Germany charges 4 with forming far-right terror group

German prosecutors have charged three men and one woman with forming a far-right terror group and planning a bombing on a refugee shelter, officials said Wednesday. The four are alleged to have created a group two years ago that went by the name Oldschool Society, using social media to recruit new members and promote far-right ideas, federal prosecutors said.
The group became increasingly radical and, in mid-November 2014, members discussed how to manufacture explosives and the possibility of attacking Islamic extremists and asylum-seekers in Germany.
The four — identified only as Andreas H., 57; Markus W., 40; Denise Vanessa G. 23; and Olaf O., 47, in line with German privacy rules — are accused of forming and being members of a "terrorist organization" and planning an explosion, prosecutors said.
Andreas H. and Markus W. were described as the group's president and vice president.
"There was a concrete plan to carry out an explosives attack on an inhabited refugee shelter near Borna in connection with their second meeting from May 8-10, 2015," prosecutors said. The town is southeast of Leipzig in the eastern state of Saxony, which has been a hotbed of anti-foreigner sentiment.
Markus W. and Denise Vanessa G. allegedly traveled to the Czech Republic in May 2015 to purchase fireworks and the group discussed how to make them more dangerous by wrapping nails around them.
They were arrested May 6 as part of nationwide raids, before the attack could take place. All four are in prison pending trial.
Separately, Hannover prosecutors said Wednesday they charged two men, aged 25 and 31, and a 24-year-old woman with attempted murder and attempted arson for allegedly throwing a gasoline bomb through a window at an asylum-seekers' home in northwestern Germany.

● ● ● ● ●

* WORK INSTRUCTION A: Reproduce the stretch of the far-right terror group article from "The group became" through "and vice president.".
* WORK INSTRUCTION B: In the far-right terror group article, condense the paragraph beginning "German prosecutors have charged three men and one woman" into a short bulleted list that keeps its main facts.
* WORK INSTRUCTION C: Resume the news article on the German far-right terror charges, writing on from after its final sentence.
The records play no part in this work and can be ignored.

● ● ● ● ●

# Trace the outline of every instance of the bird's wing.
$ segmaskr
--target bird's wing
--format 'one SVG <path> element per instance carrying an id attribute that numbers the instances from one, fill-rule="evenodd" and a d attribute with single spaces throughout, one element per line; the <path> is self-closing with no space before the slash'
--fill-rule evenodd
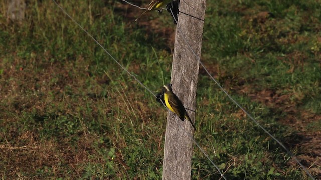
<path id="1" fill-rule="evenodd" d="M 151 10 L 155 6 L 156 6 L 158 4 L 163 2 L 163 0 L 154 0 L 150 2 L 150 4 L 147 6 L 147 10 Z"/>
<path id="2" fill-rule="evenodd" d="M 184 121 L 184 110 L 185 110 L 178 98 L 175 94 L 174 94 L 173 100 L 171 100 L 170 98 L 169 98 L 168 102 L 174 112 L 179 116 L 181 120 Z"/>

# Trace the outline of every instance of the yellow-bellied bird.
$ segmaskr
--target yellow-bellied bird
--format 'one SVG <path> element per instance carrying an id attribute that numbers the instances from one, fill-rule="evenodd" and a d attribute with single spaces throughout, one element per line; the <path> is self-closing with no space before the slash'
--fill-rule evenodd
<path id="1" fill-rule="evenodd" d="M 167 4 L 172 2 L 172 0 L 152 0 L 150 4 L 147 6 L 147 10 L 144 11 L 135 21 L 137 21 L 145 13 L 152 10 L 157 10 L 162 13 L 162 8 L 165 7 Z"/>
<path id="2" fill-rule="evenodd" d="M 159 102 L 162 101 L 170 110 L 177 115 L 181 120 L 184 122 L 185 119 L 190 122 L 194 130 L 196 130 L 182 102 L 172 91 L 171 84 L 163 86 L 162 92 L 157 95 L 156 100 Z"/>

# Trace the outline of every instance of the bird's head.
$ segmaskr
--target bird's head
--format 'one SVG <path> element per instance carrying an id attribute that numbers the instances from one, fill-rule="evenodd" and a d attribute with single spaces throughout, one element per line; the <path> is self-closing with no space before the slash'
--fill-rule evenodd
<path id="1" fill-rule="evenodd" d="M 163 86 L 163 91 L 165 92 L 172 92 L 172 84 L 168 84 L 166 86 L 164 85 Z"/>

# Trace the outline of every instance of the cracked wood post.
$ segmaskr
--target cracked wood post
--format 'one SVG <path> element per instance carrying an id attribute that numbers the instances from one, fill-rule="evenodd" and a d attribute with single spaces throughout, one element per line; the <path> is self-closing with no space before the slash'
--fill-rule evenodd
<path id="1" fill-rule="evenodd" d="M 183 13 L 179 14 L 176 28 L 171 82 L 173 92 L 185 108 L 195 110 L 199 63 L 186 44 L 183 36 L 196 55 L 200 57 L 205 0 L 181 0 L 179 10 Z M 188 110 L 187 112 L 194 122 L 195 113 Z M 196 126 L 198 125 L 197 123 Z M 162 180 L 191 179 L 193 152 L 191 137 L 193 136 L 193 131 L 188 121 L 185 120 L 183 122 L 177 116 L 174 116 L 172 112 L 169 112 L 165 133 Z"/>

● ● ● ● ●

* TASK RESPONSE A:
The group became increasingly radical and, in mid-November 2014, members discussed how to manufacture explosives and the possibility of attacking Islamic extremists and asylum-seekers in Germany.
The four — identified only as Andreas H., 57; Markus W., 40; Denise Vanessa G. 23; and Olaf O., 47, in line with German privacy rules — are accused of forming and being members of a "terrorist organization" and planning an explosion, prosecutors said.
Andreas H. and Markus W. were described as the group's president and vice president.

* TASK RESPONSE B:
- German federal prosecutors charged three men and one woman on Wednesday.
- The charges are forming a far-right terror group and planning a bombing on a refugee shelter.
- The four allegedly founded the group, called Oldschool Society, two years earlier.
- They used social media to recruit members and promote far-right ideas.

* TASK RESPONSE C:
The three are alleged to have thrown the improvised device in August through a ground-floor window in a school in Salzhemmendorf that had been converted to house about 30 asylum seekers, setting fire to a mattress and a rug in an unoccupied room. The early-morning blaze was quickly extinguished.
Prosecutors said the three have admitted to the attack, but not to their motivation.
German authorities have recorded a rise in attacks against refugees over the past year amid an unprecedented influx of asylum-seekers. While most of the attacks are believed to have been carried out by people with no previous affiliation to far-right groups, authorities believe neo-Nazi groups could stage violent attacks ever since the existence of the self-styled National Socialist Underground came to light four years ago.
The NSU allegedly killed eight Turks, a Greek and a policewoman between 2000 and 2007, and is believed to be behind two bombings and 15 bank robberies. The group's sole survivor, Beate Zschaepe, and four alleged supporters are currently on trial in Munich.